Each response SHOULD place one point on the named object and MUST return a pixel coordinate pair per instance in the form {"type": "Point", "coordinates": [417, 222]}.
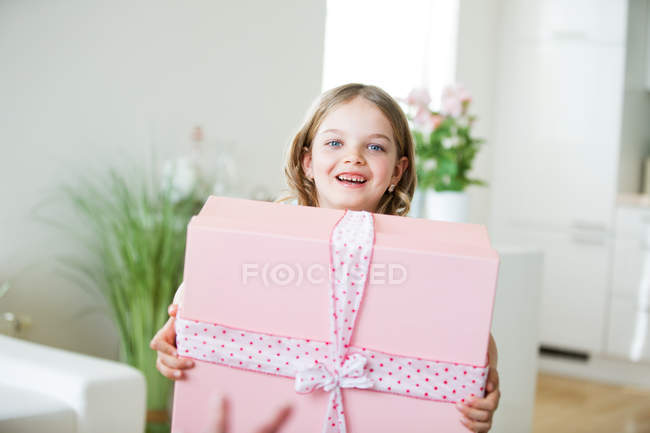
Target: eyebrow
{"type": "Point", "coordinates": [377, 135]}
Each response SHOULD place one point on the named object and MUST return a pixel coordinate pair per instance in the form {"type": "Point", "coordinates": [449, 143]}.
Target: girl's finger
{"type": "Point", "coordinates": [492, 380]}
{"type": "Point", "coordinates": [473, 414]}
{"type": "Point", "coordinates": [161, 345]}
{"type": "Point", "coordinates": [218, 416]}
{"type": "Point", "coordinates": [277, 422]}
{"type": "Point", "coordinates": [169, 373]}
{"type": "Point", "coordinates": [174, 361]}
{"type": "Point", "coordinates": [475, 426]}
{"type": "Point", "coordinates": [490, 402]}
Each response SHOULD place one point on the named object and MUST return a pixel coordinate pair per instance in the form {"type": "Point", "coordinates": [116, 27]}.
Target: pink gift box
{"type": "Point", "coordinates": [261, 268]}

---

### Description of the task
The full material above must be output verbatim, minus any pictures.

### Task answer
Each response SHOULD place one point on the named object and MUST return a pixel coordinate pair per instance in the form {"type": "Point", "coordinates": [417, 222]}.
Target: eyebrow
{"type": "Point", "coordinates": [377, 135]}
Each response SHOULD place one point on the named object and MUST return a pixel coordinate pair per instance in the form {"type": "Point", "coordinates": [449, 143]}.
Target: girl's finger
{"type": "Point", "coordinates": [492, 380]}
{"type": "Point", "coordinates": [473, 414]}
{"type": "Point", "coordinates": [161, 345]}
{"type": "Point", "coordinates": [218, 416]}
{"type": "Point", "coordinates": [277, 422]}
{"type": "Point", "coordinates": [169, 373]}
{"type": "Point", "coordinates": [174, 361]}
{"type": "Point", "coordinates": [475, 426]}
{"type": "Point", "coordinates": [490, 402]}
Each response SHOULD place one point on the named object and MUST return a pixel coordinate pair per instance in the form {"type": "Point", "coordinates": [116, 27]}.
Target: pink gift box
{"type": "Point", "coordinates": [261, 268]}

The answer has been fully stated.